_Exercise brief:_ Only the lines that hold the word "basket" are wanted from this listing.

_Source data:_
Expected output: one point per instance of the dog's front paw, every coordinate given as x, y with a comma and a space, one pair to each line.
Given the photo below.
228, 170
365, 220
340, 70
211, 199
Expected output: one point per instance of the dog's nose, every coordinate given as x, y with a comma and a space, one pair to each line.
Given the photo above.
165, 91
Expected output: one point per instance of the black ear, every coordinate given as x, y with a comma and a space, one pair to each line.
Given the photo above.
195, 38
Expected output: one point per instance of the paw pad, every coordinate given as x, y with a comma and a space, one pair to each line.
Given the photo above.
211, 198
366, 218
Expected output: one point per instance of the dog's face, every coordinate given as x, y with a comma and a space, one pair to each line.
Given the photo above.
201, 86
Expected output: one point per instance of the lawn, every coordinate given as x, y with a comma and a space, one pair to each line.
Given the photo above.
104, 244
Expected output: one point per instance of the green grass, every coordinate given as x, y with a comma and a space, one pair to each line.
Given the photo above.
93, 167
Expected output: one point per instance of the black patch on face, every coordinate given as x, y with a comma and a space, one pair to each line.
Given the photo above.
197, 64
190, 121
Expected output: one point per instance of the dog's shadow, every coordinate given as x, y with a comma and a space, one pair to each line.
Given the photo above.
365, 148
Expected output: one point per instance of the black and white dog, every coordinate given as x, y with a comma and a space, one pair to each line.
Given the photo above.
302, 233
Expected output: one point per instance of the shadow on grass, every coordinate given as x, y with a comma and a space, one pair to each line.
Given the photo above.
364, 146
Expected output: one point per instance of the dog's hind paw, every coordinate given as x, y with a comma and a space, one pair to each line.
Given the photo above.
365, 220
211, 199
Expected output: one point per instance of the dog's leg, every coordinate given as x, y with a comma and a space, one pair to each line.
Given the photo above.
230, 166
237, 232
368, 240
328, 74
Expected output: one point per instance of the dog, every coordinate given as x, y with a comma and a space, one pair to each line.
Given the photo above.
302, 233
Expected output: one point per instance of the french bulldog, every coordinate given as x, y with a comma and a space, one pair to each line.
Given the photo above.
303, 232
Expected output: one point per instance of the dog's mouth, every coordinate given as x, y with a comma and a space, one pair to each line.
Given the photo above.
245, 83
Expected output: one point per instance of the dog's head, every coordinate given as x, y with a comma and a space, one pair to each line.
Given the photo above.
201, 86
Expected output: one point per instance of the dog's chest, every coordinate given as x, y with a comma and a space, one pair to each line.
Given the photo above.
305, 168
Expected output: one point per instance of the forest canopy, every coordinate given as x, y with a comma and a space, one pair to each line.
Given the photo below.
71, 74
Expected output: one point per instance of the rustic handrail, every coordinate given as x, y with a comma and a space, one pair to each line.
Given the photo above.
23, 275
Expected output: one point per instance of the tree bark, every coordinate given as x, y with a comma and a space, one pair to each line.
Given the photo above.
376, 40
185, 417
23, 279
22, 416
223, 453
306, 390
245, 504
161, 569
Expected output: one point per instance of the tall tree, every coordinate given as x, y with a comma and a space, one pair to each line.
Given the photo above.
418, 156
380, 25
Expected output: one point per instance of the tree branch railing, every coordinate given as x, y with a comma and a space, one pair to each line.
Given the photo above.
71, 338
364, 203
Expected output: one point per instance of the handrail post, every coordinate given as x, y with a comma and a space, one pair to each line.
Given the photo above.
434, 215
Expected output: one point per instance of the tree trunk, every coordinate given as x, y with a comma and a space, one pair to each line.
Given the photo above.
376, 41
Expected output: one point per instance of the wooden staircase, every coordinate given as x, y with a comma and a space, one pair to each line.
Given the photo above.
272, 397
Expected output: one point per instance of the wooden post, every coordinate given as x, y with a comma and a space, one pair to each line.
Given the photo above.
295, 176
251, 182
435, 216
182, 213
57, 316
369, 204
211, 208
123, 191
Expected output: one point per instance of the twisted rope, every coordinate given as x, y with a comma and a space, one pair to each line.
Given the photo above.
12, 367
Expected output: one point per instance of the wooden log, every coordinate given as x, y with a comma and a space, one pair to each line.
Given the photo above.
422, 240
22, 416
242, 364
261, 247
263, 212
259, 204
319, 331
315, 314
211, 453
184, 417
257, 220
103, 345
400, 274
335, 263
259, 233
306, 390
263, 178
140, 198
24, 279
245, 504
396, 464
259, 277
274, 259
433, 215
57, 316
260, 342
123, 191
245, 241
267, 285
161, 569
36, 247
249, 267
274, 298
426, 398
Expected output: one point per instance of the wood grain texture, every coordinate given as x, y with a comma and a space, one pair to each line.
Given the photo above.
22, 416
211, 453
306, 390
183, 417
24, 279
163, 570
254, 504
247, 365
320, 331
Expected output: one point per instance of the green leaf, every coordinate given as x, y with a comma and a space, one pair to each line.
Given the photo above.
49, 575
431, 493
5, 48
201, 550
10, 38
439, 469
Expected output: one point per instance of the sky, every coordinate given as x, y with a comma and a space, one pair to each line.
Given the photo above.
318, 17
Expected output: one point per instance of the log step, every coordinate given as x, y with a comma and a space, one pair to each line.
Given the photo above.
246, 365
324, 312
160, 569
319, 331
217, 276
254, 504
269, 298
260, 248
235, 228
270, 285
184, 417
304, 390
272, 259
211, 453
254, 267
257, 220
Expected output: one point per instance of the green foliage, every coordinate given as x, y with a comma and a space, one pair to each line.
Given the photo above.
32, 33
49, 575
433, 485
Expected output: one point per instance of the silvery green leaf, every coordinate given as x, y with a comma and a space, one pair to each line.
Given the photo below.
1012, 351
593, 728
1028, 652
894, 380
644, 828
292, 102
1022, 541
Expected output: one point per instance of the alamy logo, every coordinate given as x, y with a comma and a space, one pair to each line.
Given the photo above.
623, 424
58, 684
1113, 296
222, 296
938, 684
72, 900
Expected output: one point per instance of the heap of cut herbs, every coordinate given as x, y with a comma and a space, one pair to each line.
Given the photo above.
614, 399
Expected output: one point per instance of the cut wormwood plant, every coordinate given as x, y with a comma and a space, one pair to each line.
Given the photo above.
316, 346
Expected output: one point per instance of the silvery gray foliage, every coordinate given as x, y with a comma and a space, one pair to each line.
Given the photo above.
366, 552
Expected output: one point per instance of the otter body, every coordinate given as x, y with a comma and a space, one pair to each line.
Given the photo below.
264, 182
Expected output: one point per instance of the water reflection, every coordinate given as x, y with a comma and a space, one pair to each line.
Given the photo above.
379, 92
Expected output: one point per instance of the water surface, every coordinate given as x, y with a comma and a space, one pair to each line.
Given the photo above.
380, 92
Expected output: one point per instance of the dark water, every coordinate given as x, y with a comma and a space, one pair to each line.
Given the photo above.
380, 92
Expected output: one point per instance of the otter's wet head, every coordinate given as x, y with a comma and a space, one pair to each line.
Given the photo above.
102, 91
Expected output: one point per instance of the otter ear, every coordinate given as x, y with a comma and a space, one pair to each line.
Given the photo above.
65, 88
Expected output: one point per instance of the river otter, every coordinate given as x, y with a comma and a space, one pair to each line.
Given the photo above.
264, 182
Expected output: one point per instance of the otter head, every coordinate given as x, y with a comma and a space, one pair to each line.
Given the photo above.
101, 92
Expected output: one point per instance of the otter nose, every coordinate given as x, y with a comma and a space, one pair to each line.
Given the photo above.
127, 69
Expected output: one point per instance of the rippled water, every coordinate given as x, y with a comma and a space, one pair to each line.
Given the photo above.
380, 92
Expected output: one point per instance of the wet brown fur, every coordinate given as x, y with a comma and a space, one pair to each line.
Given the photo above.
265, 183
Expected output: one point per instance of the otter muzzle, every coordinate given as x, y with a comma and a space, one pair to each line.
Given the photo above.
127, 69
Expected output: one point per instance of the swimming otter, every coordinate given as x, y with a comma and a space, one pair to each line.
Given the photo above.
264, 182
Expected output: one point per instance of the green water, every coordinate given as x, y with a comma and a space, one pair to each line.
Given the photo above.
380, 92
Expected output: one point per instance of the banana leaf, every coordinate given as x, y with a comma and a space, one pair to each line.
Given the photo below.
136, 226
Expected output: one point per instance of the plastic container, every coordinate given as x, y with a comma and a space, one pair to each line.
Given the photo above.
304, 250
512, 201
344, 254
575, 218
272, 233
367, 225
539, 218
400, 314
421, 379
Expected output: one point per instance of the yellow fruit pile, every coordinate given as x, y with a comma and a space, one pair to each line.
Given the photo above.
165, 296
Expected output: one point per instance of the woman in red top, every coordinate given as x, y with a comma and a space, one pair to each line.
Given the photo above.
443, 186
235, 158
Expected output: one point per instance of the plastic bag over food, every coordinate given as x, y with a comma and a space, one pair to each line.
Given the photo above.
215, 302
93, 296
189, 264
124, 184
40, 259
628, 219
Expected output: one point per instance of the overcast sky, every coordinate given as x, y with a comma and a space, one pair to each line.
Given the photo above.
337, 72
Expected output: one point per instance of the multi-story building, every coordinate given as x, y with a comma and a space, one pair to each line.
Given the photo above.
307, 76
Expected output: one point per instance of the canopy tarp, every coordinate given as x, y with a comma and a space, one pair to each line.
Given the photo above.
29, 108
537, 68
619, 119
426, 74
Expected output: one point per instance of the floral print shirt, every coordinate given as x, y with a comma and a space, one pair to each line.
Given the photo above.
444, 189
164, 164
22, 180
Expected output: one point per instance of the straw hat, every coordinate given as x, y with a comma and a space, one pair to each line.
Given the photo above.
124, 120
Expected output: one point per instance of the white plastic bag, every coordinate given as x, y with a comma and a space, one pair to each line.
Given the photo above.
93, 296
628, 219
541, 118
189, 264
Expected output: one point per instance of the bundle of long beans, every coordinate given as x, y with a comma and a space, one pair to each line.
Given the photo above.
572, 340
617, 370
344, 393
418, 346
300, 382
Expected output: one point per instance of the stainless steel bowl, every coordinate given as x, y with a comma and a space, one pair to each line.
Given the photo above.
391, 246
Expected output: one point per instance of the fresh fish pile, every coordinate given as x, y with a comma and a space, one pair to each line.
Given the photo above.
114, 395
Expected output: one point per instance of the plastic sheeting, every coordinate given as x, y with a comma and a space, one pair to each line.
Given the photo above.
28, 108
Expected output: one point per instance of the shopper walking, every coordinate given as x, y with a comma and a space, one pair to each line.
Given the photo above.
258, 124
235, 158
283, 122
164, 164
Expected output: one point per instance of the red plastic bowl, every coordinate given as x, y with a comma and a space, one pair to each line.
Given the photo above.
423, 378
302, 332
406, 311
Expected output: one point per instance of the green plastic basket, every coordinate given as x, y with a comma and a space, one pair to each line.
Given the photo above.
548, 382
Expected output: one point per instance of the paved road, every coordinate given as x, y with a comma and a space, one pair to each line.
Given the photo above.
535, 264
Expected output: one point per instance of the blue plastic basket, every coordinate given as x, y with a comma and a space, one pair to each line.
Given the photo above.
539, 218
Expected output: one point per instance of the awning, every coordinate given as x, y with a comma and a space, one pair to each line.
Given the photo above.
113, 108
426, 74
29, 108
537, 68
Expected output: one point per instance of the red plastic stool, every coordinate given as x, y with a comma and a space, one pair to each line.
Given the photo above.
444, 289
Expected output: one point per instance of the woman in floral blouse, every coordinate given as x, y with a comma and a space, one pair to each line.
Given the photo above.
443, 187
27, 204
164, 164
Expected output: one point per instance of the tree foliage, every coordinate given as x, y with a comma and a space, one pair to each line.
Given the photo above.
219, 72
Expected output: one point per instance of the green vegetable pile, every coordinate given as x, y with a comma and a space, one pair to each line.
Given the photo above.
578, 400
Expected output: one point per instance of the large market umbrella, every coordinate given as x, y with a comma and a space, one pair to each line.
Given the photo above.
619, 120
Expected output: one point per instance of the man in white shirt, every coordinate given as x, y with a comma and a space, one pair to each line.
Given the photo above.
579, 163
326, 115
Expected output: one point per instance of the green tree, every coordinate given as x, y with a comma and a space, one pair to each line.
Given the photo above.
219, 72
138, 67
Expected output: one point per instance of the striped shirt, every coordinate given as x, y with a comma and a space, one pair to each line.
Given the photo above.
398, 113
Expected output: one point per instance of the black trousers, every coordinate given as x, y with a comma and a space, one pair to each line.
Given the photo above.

_Completed task:_
Expected output: one point per instance of the green plastic basket, every coordinate given as x, y with a comma and a space, one pair to each line.
Expected output: one point per instance of the blue plastic basket, every coordinate given as x, y with a comma and a space, one pair to each line.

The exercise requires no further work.